■ Problem statement ■
The lines to return are the one containing "Where can you see the black" and all that follow it in the entries below, duplicated exactly and nothing else.

[Natural-language object grounding data]
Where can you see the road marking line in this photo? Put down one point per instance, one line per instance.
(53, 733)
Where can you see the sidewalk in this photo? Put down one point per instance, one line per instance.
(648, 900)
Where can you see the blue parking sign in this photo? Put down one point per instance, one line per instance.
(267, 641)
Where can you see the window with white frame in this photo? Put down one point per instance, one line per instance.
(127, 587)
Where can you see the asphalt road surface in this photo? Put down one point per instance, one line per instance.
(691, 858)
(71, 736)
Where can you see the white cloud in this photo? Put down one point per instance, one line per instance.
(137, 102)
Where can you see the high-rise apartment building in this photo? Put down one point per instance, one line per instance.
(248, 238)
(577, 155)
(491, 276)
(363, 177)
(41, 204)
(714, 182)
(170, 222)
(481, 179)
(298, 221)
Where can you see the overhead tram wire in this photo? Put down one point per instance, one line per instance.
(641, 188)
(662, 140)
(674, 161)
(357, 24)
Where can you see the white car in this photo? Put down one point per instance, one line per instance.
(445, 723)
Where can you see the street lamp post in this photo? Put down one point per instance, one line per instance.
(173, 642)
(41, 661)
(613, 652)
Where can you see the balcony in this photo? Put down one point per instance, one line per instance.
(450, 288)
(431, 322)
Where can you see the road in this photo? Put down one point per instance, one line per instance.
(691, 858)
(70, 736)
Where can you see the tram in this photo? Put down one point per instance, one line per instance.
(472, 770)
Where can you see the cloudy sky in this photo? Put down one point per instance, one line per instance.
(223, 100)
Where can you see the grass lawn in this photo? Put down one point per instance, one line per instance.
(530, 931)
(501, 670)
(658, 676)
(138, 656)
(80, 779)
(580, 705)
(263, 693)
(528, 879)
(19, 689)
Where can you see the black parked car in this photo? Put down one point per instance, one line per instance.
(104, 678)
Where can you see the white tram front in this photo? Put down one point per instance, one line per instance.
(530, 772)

■ Written answer ■
Where can you see the black parked car in this photo? Put down one point per instance, one line per instance.
(104, 678)
Where can you see the white tram front in this photo? Put down one point per instance, one line per instance.
(530, 772)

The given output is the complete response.